TASK: Print the lines that run from the line with "phrase -- yellow sleeve" to the line with "phrase -- street lamp", keeping both end lines, exactly as they appear in the entries below, and nothing else.

RECORDS FOR THIS EXERCISE:
===============

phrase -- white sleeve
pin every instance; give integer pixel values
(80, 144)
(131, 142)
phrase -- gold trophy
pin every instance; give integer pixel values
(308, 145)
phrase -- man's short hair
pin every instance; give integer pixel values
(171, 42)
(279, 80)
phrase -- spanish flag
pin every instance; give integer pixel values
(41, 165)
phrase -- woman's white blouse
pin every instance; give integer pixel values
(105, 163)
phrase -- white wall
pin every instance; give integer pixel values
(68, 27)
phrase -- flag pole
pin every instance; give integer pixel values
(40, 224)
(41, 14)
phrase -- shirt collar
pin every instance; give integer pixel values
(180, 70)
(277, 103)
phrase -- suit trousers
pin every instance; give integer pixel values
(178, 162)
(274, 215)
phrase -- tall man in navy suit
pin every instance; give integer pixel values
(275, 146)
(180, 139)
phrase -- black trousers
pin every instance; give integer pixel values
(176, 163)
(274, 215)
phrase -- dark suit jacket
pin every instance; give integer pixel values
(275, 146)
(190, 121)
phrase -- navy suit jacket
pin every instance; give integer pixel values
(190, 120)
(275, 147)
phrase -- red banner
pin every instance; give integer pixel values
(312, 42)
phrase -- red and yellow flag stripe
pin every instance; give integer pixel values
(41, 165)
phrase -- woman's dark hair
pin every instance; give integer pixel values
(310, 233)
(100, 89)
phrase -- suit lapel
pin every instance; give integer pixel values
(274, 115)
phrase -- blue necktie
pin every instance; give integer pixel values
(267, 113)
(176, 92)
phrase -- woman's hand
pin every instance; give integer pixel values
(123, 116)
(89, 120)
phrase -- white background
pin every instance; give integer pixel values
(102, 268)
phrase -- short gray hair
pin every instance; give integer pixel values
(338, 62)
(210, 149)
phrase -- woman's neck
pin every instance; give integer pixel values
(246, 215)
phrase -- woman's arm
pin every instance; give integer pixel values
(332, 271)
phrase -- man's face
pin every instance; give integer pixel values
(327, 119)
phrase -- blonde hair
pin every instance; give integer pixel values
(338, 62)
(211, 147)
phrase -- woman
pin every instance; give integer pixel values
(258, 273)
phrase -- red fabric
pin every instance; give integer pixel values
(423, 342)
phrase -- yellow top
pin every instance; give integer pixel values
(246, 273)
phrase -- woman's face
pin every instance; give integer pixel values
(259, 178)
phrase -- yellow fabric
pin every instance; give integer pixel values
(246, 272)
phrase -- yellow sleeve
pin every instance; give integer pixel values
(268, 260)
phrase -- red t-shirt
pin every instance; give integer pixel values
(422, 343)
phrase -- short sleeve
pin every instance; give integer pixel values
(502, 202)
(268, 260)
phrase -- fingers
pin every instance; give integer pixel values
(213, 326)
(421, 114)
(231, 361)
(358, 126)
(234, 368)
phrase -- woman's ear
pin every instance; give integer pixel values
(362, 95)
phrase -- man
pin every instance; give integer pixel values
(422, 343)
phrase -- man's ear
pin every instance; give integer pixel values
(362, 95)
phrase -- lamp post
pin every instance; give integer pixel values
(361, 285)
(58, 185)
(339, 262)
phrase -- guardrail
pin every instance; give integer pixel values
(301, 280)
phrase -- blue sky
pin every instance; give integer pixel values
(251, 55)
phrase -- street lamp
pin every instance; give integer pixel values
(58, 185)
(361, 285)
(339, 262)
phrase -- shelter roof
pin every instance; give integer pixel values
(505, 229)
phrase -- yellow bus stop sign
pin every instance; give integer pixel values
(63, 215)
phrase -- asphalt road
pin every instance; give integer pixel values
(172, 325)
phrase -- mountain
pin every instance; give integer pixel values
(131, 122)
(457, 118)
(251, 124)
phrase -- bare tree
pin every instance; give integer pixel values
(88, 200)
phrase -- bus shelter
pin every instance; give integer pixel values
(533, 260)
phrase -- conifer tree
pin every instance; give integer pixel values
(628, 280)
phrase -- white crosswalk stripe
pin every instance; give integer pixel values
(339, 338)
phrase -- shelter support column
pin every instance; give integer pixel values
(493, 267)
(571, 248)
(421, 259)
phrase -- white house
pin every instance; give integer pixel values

===============

EXERCISE OUTPUT:
phrase -- yellow sleeve
pin every instance; give integer pixel values
(268, 260)
phrase -- red t-shirt
pin every instance; give integer pixel values
(422, 343)
phrase -- short sleeve
pin every instance; give integer pixel values
(502, 202)
(268, 260)
phrase -- fingers
pin every instance; give integer pixel values
(213, 326)
(421, 114)
(231, 361)
(358, 126)
(234, 368)
phrase -- woman's ear
pin every instance; give integer pixel values
(362, 95)
phrase -- man
pin every instance; give integer pixel values
(422, 343)
phrase -- man's ear
pin every instance; give integer pixel values
(362, 95)
phrase -- lamp post
pin every instance; give integer pixel values
(361, 285)
(58, 185)
(339, 262)
phrase -- guardrail
pin every instance; give integer pixel values
(301, 280)
phrase -- blue sky
pin every instance; give integer pixel values
(251, 55)
phrase -- street lamp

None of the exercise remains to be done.